PROVIDED PASSAGE
So8res comments on Why all the fuss about recursive self-improvement?

So8res 13 Jun 2022 15:31 UTC
14 points
3
(still travelling; still not going to reply in a ton of depth; sorry. also, this is very off-the-cuff and unreflected-upon.)

Which of “being smart,” “being a good person,” and “still being a good person in a Chinese bureaucracy” do you think is hard (prior to having AI smart enough to be dangerous)?

For all that someone says “my image classifier is very good”, I do not expect it to be able to correctly classify “a screenshot of the code for an FAI” as distinct from everything else. There are some cognitive tasks that look so involved as to require smart-enough-to-be-dangerous capabilities. Some such cognitive tasks can be recast as “being smart”, just as they can be cast as “image classification”. Those ones will be hard without scary capabilities. Solutions to easier cognitive problems (whether cast as “image classification” or “being smart” or whatever) by non-scary systems don’t feel to me like they undermine this model.

“Being good” is one of those things where the fact that a non-scary AI checks a bunch of “it was being good” boxes before some consequent AI gets scary, does not give me much confidence that the consequent AI will also be good, much like how your chimps can check a bunch of “is having kids” boxes without ultimately being an IGF maximizer when they grow up.

WHAT TO WORK ON
**A)** According to the comment, what does its author not expect an image classifier to correctly classify as distinct from everything else?
**B)** Output everything in the comment from "For all that" down to "undermine this model.".

DATA SUPPLIED

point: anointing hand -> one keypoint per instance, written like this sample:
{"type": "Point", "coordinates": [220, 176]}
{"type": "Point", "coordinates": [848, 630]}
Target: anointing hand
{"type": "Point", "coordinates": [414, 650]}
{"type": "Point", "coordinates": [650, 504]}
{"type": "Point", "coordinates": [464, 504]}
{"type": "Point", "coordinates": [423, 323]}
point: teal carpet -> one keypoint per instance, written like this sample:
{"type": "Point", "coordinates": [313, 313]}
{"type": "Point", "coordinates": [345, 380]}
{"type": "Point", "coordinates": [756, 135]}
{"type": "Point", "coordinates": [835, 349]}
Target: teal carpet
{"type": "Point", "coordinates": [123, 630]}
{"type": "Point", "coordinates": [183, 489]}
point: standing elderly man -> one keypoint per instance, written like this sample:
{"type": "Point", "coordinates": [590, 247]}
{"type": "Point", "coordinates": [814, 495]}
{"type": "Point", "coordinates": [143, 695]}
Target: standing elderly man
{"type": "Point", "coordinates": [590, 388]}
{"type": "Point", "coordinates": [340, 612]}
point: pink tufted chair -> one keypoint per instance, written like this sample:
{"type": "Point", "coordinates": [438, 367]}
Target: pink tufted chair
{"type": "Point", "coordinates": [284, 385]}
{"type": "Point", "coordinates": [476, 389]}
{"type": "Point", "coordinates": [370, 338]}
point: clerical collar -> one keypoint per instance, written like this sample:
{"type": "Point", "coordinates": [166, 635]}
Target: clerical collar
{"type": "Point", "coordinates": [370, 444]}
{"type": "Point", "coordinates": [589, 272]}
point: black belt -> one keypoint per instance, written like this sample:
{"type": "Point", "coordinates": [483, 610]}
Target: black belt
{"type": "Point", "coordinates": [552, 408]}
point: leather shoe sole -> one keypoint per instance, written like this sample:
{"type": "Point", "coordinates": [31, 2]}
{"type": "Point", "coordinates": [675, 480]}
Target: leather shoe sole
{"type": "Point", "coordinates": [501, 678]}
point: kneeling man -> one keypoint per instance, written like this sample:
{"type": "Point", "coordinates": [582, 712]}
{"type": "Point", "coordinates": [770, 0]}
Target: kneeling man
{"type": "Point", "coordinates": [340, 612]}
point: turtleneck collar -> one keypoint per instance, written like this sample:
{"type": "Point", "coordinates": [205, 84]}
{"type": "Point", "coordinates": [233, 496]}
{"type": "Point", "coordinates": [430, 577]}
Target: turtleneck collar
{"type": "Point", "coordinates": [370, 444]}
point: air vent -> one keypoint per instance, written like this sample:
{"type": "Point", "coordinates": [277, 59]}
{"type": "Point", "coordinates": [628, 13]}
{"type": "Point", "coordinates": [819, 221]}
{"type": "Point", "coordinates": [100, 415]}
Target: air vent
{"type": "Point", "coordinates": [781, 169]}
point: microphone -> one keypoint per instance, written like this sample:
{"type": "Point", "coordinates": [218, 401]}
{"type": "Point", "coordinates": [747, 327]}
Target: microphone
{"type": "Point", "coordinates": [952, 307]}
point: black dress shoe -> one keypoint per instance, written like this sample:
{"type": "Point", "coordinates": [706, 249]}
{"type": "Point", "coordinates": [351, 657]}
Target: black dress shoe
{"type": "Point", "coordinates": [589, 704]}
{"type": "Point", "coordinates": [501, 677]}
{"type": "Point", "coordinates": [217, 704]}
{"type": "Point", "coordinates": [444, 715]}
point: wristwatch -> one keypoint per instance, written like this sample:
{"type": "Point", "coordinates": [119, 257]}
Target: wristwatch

TASK RESULTS
**A)** A screenshot of the code for an FAI.

**B)**
For all that someone says “my image classifier is very good”, I do not expect it to be able to correctly classify “a screenshot of the code for an FAI” as distinct from everything else. There are some cognitive tasks that look so involved as to require smart-enough-to-be-dangerous capabilities. Some such cognitive tasks can be recast as “being smart”, just as they can be cast as “image classification”. Those ones will be hard without scary capabilities. Solutions to easier cognitive problems (whether cast as “image classification” or “being smart” or whatever) by non-scary systems don’t feel to me like they undermine this model.